Set down the listing again, word for word.

>>>>>

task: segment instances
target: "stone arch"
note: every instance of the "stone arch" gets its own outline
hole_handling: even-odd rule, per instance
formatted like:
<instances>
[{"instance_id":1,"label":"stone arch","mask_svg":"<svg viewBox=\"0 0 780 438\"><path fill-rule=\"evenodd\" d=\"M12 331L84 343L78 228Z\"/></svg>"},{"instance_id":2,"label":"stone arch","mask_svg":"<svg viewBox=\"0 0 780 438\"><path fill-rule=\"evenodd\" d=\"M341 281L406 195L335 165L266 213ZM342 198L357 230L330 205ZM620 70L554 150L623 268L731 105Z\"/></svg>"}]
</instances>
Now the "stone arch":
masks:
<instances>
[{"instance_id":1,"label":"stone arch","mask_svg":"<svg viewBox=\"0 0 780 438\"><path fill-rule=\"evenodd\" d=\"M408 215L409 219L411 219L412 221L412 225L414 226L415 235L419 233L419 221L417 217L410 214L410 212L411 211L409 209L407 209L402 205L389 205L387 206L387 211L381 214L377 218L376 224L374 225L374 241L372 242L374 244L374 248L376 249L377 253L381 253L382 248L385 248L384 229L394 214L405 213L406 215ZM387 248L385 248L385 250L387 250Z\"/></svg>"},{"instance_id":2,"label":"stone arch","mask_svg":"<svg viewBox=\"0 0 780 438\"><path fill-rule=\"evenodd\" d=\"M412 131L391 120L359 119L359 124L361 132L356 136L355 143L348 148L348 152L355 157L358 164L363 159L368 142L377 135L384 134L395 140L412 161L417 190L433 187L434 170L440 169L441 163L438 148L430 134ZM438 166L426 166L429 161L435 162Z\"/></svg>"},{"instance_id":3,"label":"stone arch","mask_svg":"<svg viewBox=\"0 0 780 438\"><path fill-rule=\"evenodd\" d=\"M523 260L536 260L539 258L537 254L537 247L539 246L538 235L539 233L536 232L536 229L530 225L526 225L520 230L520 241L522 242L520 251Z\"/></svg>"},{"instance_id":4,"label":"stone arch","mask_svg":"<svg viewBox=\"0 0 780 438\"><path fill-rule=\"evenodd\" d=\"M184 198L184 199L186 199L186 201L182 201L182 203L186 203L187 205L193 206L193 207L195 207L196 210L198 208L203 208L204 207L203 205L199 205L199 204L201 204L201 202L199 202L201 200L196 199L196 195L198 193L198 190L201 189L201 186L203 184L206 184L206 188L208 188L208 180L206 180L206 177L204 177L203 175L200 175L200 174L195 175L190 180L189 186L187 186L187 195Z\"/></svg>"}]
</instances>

<<<<<

• [WRITTEN ANSWER]:
task: segment instances
target: "stone arch"
note: every instance of the "stone arch" gets its own outline
hole_handling: even-odd rule, per instance
formatted like:
<instances>
[{"instance_id":1,"label":"stone arch","mask_svg":"<svg viewBox=\"0 0 780 438\"><path fill-rule=\"evenodd\" d=\"M12 331L84 343L78 228Z\"/></svg>"},{"instance_id":2,"label":"stone arch","mask_svg":"<svg viewBox=\"0 0 780 438\"><path fill-rule=\"evenodd\" d=\"M341 281L406 195L335 165L266 213ZM342 198L357 230L330 205ZM620 70L554 150L623 268L731 105Z\"/></svg>"}]
</instances>
Now the "stone arch":
masks:
<instances>
[{"instance_id":1,"label":"stone arch","mask_svg":"<svg viewBox=\"0 0 780 438\"><path fill-rule=\"evenodd\" d=\"M408 215L409 219L411 219L412 221L412 225L414 226L415 235L419 233L419 221L417 217L410 214L410 212L411 211L409 209L407 209L402 205L389 205L387 206L387 211L381 214L377 218L376 224L374 225L374 241L372 242L374 244L374 248L376 249L377 253L381 253L382 248L385 248L384 229L394 214L405 213L406 215ZM387 248L385 248L385 250L387 250Z\"/></svg>"},{"instance_id":2,"label":"stone arch","mask_svg":"<svg viewBox=\"0 0 780 438\"><path fill-rule=\"evenodd\" d=\"M412 131L391 120L359 119L359 124L361 132L356 136L355 143L348 148L348 152L355 157L358 164L363 159L368 142L377 135L384 134L395 140L412 161L417 190L433 187L434 170L440 169L441 163L438 148L430 134ZM438 166L426 166L429 161L435 162Z\"/></svg>"},{"instance_id":3,"label":"stone arch","mask_svg":"<svg viewBox=\"0 0 780 438\"><path fill-rule=\"evenodd\" d=\"M523 260L536 260L539 258L537 254L537 247L539 246L538 235L539 233L536 232L536 229L530 225L526 225L520 230L520 241L522 242L520 251Z\"/></svg>"},{"instance_id":4,"label":"stone arch","mask_svg":"<svg viewBox=\"0 0 780 438\"><path fill-rule=\"evenodd\" d=\"M184 198L184 199L186 199L186 201L182 201L182 203L186 203L187 205L193 206L193 207L195 207L196 210L198 208L203 208L204 207L203 205L199 205L199 204L201 204L201 202L199 202L201 200L196 199L196 195L198 193L198 190L201 189L201 186L203 184L206 184L206 188L208 188L208 180L206 180L206 177L204 177L203 175L200 175L200 174L195 175L190 180L189 186L187 186L187 195Z\"/></svg>"}]
</instances>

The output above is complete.